- _Passage provided_
Fri. Nov 15th, 2024
Michael Gove: ‘This is not a time for gambling’

As Michael Gove strolls into The Half Moon pub in the heart of his affluent Surrey constituency, nearly every customer looks up to goggle at their local celebrity. In his customarily effusive manner, the veteran former Conservative minister — and perma party plotter — greets them all individually. He is notably smarter than the rest of the clientele, in his blue politician’s suit, Union Flag cufflinks and Hermès tie. The 55-year-old has not been a British government minister for three months, yet he is still very much dressing — and acting — the part.

We are meeting three weeks into Liz Truss’s turbulent premiership. Barely a day after our encounter, Gove formally recast himself as her chief Conservative critic, leading the rebellion that led to the prime minister scrapping plans to cut the top 45p rate of tax. As we settle into a corner table, Gove wastes no time in setting out his critique of her position: “I don’t think it was an optimal start for a new prime minister.”

He was offended, he says, not by Truss’s decision to slash taxes, but to do so mainly for the wealthiest. “If you really wanted a tax cut that helped the poorest and those most in need, you do a different tax cut,” he says. “I completely understand the impulse, the rationale, the thinking behind what’s been done, but my only strong advice to the team would be to acknowledge fault without retreating from your essential worldview.” A few days after our lunch, Truss does just that — while suggesting that she would still like to see the top rate of tax slashed in the future.

Gove has been manoeuvring at the heart of British politics for more than a decade and flirting with rebellion for many a year. A leading minister in David Cameron’s government before they fell out, he was one of the most influential supporters of Brexit, and a key minister under Boris Johnson — before they too fell out, in this case for the second time.

The prime minister’s allies view Gove’s latest rebellion as revenge for Truss’s decision not to offer him another ministerial posting — a charge he denies. “The approach Liz has taken to her government and her team makes perfect sense. She wants to have a team 100 per cent aligned with everything that she’s doing,” he smiles. “I can understand why she wouldn’t want aged relics from the past, like me, cluttering up the Cabinet room.”

The barman returns to take our order. Gove doesn’t drink before 6pm, but when I moot the prospect of a lunchtime beer, a spring is uncoiled. Gove leaps up to tour the pumps and taps. Stalking the bar, he recommends Summer Lightning — an award-winning ale from Salisbury — for me, while he opts for a pint of Diet Coke.

So why did the UK’s “mini” Budget trigger such a negative reaction, when most of the measures had been announced during this summer’s Tory leadership contest? “Having already baked in tax changes for which there was an understanding, it had an element of risk which was skewed towards the wealthier. There was a doubling-down both on risk and on the opposite of redistribution.” He acknowledges that “daring audacity is required in politics”, but this economic moment is “really not a time for gambling”.

- _Task set_
[a] Reproduce the part of the article on Michael Gove that opens with the words containing "As Michael Gove" and closes with "acting — the part.".
[b] In the article on Michael Gove, list every item of clothing or accessory Gove is described as wearing.

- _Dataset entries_
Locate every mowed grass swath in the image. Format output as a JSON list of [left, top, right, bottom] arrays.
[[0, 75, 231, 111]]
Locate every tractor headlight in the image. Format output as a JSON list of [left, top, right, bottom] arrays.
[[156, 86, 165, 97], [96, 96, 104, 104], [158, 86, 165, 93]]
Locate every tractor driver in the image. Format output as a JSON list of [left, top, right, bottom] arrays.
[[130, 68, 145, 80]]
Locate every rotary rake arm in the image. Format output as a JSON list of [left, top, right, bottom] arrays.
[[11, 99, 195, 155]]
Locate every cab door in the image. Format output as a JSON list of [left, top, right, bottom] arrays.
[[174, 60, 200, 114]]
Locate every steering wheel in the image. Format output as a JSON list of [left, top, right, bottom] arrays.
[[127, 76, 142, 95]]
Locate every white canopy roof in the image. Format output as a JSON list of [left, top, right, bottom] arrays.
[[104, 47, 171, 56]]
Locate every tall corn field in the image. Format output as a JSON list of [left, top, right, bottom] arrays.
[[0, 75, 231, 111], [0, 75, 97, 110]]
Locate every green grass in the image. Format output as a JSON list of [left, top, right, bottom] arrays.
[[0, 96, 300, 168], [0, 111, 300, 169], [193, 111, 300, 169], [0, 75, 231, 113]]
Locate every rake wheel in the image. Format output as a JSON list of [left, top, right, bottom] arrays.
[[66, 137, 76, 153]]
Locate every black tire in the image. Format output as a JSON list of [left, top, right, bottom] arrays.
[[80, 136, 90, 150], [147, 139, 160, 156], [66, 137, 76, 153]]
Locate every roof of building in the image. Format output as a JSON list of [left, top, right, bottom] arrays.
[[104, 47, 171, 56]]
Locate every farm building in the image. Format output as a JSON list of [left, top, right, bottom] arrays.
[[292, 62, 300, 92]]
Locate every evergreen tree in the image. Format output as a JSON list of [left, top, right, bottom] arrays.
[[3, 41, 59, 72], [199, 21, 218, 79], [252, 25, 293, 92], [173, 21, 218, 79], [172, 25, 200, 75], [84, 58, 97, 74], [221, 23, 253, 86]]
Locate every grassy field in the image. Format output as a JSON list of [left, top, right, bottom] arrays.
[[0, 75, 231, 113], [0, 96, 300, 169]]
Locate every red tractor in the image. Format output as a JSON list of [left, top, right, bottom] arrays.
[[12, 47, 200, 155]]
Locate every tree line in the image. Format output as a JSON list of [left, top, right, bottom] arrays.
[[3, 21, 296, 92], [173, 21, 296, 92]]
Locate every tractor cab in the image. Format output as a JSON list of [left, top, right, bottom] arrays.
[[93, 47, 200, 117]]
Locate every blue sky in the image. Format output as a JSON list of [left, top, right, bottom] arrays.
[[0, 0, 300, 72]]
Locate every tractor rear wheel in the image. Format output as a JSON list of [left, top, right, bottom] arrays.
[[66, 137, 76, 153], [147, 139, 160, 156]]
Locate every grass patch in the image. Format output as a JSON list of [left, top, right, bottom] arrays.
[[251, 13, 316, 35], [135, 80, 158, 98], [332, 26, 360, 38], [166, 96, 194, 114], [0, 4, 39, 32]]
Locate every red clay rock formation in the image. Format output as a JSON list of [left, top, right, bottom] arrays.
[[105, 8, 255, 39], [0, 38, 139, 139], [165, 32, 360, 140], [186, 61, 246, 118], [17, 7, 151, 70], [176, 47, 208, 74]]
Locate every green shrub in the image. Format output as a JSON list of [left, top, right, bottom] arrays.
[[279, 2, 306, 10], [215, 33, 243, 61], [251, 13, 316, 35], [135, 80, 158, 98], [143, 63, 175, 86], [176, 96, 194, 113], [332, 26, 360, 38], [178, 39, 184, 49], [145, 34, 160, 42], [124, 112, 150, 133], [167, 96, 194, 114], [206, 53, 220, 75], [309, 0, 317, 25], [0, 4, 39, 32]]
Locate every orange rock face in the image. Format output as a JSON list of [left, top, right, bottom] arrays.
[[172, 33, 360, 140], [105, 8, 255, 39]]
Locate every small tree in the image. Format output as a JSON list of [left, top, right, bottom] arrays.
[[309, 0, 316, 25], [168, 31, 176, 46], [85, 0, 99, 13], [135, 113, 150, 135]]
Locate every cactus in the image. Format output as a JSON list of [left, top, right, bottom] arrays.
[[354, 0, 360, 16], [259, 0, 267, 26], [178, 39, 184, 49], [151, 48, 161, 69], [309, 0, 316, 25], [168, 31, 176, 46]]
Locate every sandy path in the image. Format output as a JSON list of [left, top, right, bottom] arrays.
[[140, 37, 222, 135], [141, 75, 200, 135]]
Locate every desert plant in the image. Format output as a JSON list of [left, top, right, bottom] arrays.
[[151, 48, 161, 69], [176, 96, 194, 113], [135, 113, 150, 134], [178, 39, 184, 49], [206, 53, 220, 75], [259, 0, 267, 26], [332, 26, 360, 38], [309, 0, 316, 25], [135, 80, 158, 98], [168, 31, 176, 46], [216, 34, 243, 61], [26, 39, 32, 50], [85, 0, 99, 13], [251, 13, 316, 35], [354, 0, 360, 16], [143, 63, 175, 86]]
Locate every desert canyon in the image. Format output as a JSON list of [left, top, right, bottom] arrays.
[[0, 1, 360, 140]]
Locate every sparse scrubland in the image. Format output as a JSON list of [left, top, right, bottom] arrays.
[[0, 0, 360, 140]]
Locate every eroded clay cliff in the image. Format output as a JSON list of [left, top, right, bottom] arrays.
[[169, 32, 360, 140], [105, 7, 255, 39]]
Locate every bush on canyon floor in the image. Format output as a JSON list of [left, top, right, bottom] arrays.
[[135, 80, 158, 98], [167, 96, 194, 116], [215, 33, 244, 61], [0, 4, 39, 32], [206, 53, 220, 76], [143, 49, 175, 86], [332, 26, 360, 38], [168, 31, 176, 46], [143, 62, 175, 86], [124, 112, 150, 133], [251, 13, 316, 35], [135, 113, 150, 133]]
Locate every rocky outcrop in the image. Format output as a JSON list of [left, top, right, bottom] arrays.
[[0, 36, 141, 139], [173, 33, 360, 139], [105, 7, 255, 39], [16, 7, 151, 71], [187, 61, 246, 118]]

- _Task results_
[a]
As Michael Gove strolls into The Half Moon pub in the heart of his affluent Surrey constituency, nearly every customer looks up to goggle at their local celebrity. In his customarily effusive manner, the veteran former Conservative minister — and perma party plotter — greets them all individually. He is notably smarter than the rest of the clientele, in his blue politician’s suit, Union Flag cufflinks and Hermès tie. The 55-year-old has not been a British government minister for three months, yet he is still very much dressing — and acting — the part.

[b]
- A blue politician's suit
- Union Flag cufflinks
- A Hermès tie